Given passage:
****

NativeChaCha20 decrypt crashes with large data inputs

eclipse-openj9 / openj9

Eclipse OpenJ9: A Java Virtual Machine for OpenJDK that's optimized for small footprint, fast start-up, and high throughput. Builds on Eclipse OMR (https://github.com/eclipse/omr) and combines with the Extensions for OpenJDK for OpenJ9 repo.

Other

3.27k stars 721 forks source link

NativeChaCha20 decrypt crashes with large data inputs #9535

Open samasri opened 4 years ago

samasri commented 4 years ago

Originally described by @keithc-ca in #9429 comment.

NativeChaCha20Cipher.EngineAEADDec appears to capture the entire input in a ByteArrayOutputStream: if the input is large (think gigabytes) this is not reasonable.

To elaborate:

When a client calls cipher.engineUpdate or cipher.engineFinal with a ByteBuffer as input, bufferCrypt will be called (as shown here and here).
In case of ChaCha20, bufferCrypt calls one of the engineUpdate and engineDoFinal functions in NativeChaCha20Cipher.java.
Those functions call the underlying doUpdate call. In case of AEAD decryption, the doUpdate copies the input to a buffer
Hence calling cipher.engineUpdate continuously with large input sizes (gigabytes) will cause a crash.

shanchao95 commented 4 years ago

looked into the code.

doUpdate returns 0 or a 0 byte array. doFinal returns cumulated input size or a byte array with encrypted output.
Currently, an input data is stored in a ByteArrayOutputStream buffer when invoke doUpdate, and encrypt all inputs until calling doFinal.

****

Recorded data:

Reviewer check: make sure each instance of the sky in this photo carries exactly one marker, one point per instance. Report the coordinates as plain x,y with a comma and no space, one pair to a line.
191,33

****

Tasks to carry out:
A - Reproduce word for word the part of the NativeChaCha20 issue thread that opens with the words containing "When a client" and closes with "cause a crash.".
B - In the NativeChaCha20 issue thread, what does NativeChaCha20Cipher.EngineAEADDec appear to capture the entire input in?
The material comes from a separate source.

Answers per task:
A -
When a client calls cipher.engineUpdate or cipher.engineFinal with a ByteBuffer as input, bufferCrypt will be called (as shown here and here).
In case of ChaCha20, bufferCrypt calls one of the engineUpdate and engineDoFinal functions in NativeChaCha20Cipher.java.
Those functions call the underlying doUpdate call. In case of AEAD decryption, the doUpdate copies the input to a buffer
Hence calling cipher.engineUpdate continuously with large input sizes (gigabytes) will cause a crash.

B - A ByteArrayOutputStream.